- TEXT EXCERPT -
_____

Sugar Sun series location #2: Dumaguete

I could easily live in Dumaguete. Despite the advent of modernity—traffic, diesel, plastic, and concrete—this is still the same city that charmed the early Presbyterian missionaries who chose it over Cebu and Iloilo for their new industrial-institute-cum-university, Silliman. In the words of Reverend Arthur J. Brown, D.D., location scout for the Board of Missions in 1901:

The location is the most healthful and beautiful that I saw in the Philippines. The land rises gently from a pebbly beach to a noble mountain range.  The lower levels are covered with plantations of tobacco and sugar cane, higher slopes with hemp, and the summits of the mountains with heavy forests of hard woods. Across the clear water, the islands of Siquijor and Cebu are seen, and farther away, but in plain view, are the outlines of Bohol and Mindanao.

You can see on the above image, a vintage postcard from the turn of the century, there was no port or esplanade to speak of back then. Visitors had to be brought up to the beach by banca—or, for those with loftier colonial preferences, be carried by litter.

Creative Commons photo by Eugene of the malecón, or esplanade, known as Rizal Boulevard, in Dumaguete, Negros Oriental.

Once on shore a visitor would stroll through a lovely town dominated by the local Catholic church, St. Catherine’s, and its old stone belfry.

St. Catherine’s cathedral and belfry. The bells warned of pirates who would come and snatch laborers away from their fields, hence the name of the town: dumaguet, meaning “to swoop.” Left photo by Jennifer Hallock, and right on Wikimedia Commons.

Though the iconic Silliman Hall (below) would not be built until 1909, the university has nevertheless dominated the landscape of this city for a full 115 years, ever since its founding in 1901. Yet I never mention Silliman once in my books. This presents an interesting question for my readers: how closely do I keep to the facts? One person recently noticed that the Americans in my version of Dumaguete do not come off well, which was the observation that inspired me to put together this post.

_____

- WHAT IS ASKED -
[A] Name every island that Reverend Arthur J. Brown says is visible across the water in the Dumaguete post.
[B] Write the next part of the Dumaguete post, picking up after its final sentence.

_____

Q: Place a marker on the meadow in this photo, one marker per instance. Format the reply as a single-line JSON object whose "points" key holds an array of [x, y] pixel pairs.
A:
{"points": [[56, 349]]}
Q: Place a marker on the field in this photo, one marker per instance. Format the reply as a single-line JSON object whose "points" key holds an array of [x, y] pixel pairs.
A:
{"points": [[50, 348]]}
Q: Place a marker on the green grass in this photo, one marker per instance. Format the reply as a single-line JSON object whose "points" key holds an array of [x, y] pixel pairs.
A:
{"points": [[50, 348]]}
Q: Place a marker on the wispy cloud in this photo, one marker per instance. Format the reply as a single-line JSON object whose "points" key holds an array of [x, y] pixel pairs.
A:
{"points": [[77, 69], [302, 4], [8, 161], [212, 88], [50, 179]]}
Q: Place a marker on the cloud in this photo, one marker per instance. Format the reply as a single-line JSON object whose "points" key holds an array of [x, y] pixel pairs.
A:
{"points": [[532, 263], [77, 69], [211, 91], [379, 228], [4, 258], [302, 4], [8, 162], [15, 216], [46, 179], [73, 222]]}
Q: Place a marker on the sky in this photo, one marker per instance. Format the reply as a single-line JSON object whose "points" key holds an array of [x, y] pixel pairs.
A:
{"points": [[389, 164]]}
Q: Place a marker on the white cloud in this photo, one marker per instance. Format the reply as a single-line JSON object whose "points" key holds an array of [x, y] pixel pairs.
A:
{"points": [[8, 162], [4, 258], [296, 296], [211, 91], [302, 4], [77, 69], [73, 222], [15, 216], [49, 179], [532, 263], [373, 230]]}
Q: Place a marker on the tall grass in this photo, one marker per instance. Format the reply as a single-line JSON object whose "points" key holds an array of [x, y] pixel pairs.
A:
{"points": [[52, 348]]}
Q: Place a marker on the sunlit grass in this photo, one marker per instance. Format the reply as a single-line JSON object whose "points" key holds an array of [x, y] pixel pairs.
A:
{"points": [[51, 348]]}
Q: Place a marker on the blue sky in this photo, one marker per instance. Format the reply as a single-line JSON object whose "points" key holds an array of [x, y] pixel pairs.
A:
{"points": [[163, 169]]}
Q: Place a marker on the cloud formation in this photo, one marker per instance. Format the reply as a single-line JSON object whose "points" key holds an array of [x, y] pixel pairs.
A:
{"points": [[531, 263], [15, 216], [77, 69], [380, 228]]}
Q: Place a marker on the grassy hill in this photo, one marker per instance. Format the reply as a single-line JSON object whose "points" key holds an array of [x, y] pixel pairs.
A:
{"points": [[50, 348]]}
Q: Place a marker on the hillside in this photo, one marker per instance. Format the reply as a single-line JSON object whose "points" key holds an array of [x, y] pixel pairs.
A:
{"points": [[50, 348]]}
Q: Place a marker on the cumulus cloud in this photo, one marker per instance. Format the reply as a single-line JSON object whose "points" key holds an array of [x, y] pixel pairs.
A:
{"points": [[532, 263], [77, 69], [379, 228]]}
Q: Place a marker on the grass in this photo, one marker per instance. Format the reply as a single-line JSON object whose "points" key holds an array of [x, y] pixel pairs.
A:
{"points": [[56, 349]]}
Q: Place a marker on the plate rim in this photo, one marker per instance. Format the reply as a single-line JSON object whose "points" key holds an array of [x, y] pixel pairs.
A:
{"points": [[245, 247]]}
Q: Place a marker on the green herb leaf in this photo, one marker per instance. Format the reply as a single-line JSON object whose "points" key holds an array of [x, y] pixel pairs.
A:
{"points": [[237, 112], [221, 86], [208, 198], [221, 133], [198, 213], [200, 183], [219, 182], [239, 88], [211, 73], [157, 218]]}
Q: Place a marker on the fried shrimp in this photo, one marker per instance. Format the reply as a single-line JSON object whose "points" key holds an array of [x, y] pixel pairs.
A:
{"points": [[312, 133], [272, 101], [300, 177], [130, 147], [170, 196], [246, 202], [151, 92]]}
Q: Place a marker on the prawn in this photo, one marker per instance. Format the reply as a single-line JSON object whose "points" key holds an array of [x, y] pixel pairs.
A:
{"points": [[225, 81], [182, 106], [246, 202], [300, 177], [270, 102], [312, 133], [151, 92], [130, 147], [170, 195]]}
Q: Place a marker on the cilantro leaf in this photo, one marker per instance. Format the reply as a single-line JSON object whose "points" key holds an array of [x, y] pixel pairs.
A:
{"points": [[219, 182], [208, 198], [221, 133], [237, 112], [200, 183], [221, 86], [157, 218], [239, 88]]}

_____

- THE RESPONSES -
[A] Siquijor, Cebu, Bohol, Mindanao

[B]
Alas, fans of Dumaguete history, do not despair! First, if I bother to rename someone or something, it is because I plan to use artistic license in service to the needs of my story. So the Silliman Institute, named after donor Horace Brinsmade Silliman, became the Brinsmade Institute instead. (Maybe not so clever, but it sounded good.) Real founders David and Laura Hibbard became the fictional couple, Daniel and Mary Stinnett. While there is some passing resemblance between the two men, Daniel Stinnett was designed as a conflation of the many American missionaries who helped colonize the Philippines. Some of the self-righteous words that come out of Daniel’s mouth can be attributed to the real David Hibbard, and others are from his contemporary brethren, but much of his personality I entirely made up—plucked it right out of my head and threw it on the page. And in an upcoming novella, Daniel will truly outdo himself with priggishness—because my story needs that conflict. It won’t be out of step with American attitudes of the time, but it is still fiction.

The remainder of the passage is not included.